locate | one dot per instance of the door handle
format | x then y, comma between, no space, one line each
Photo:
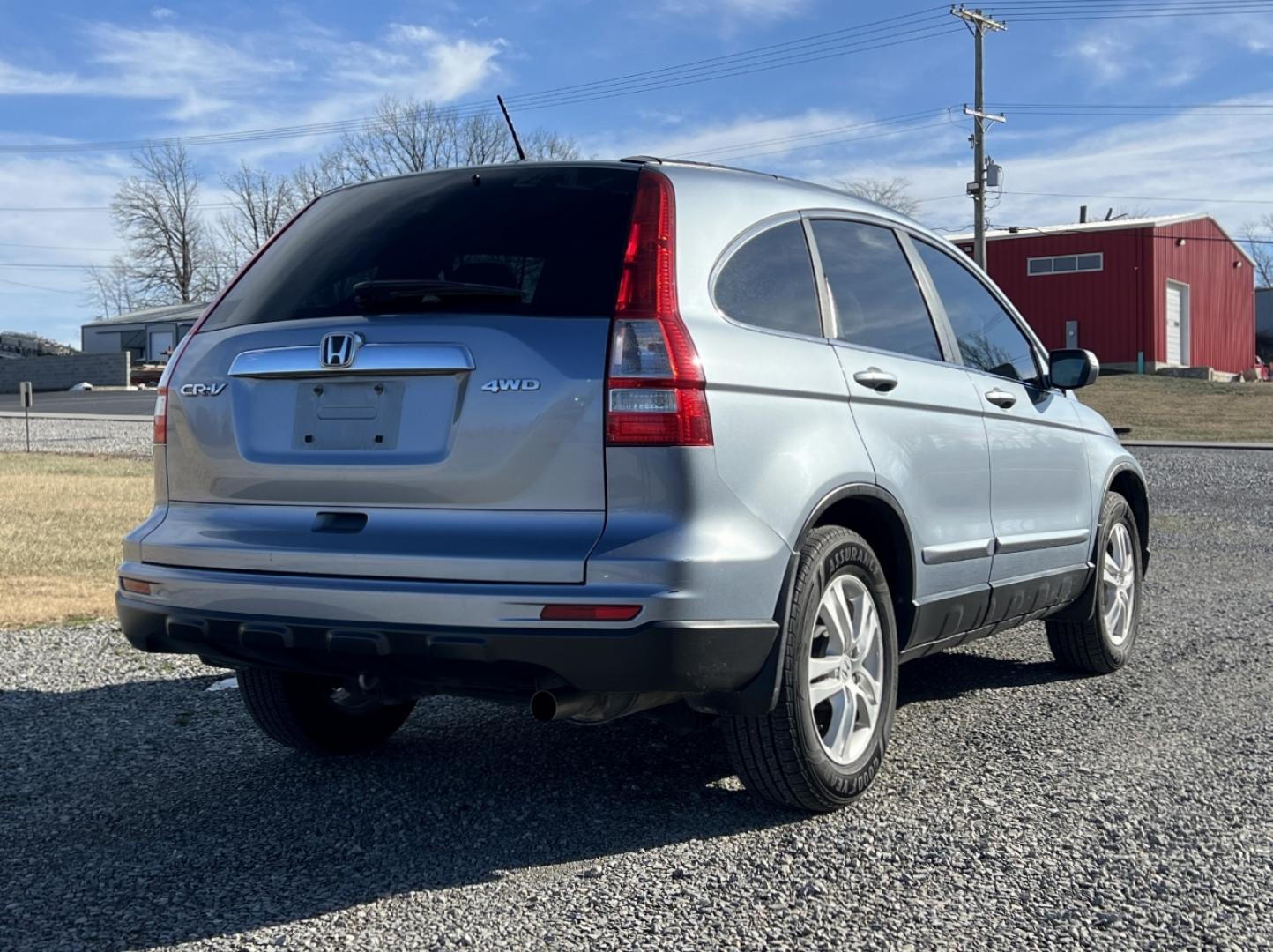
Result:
876,379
════════════════
SHORT TASK
Print every line of the data above word for word, leaving out the pictures.

WRITTEN RESPONSE
locate | one dot per instance of the door handle
format | x then y, comma between, no space, one line each
Photo:
Result:
876,379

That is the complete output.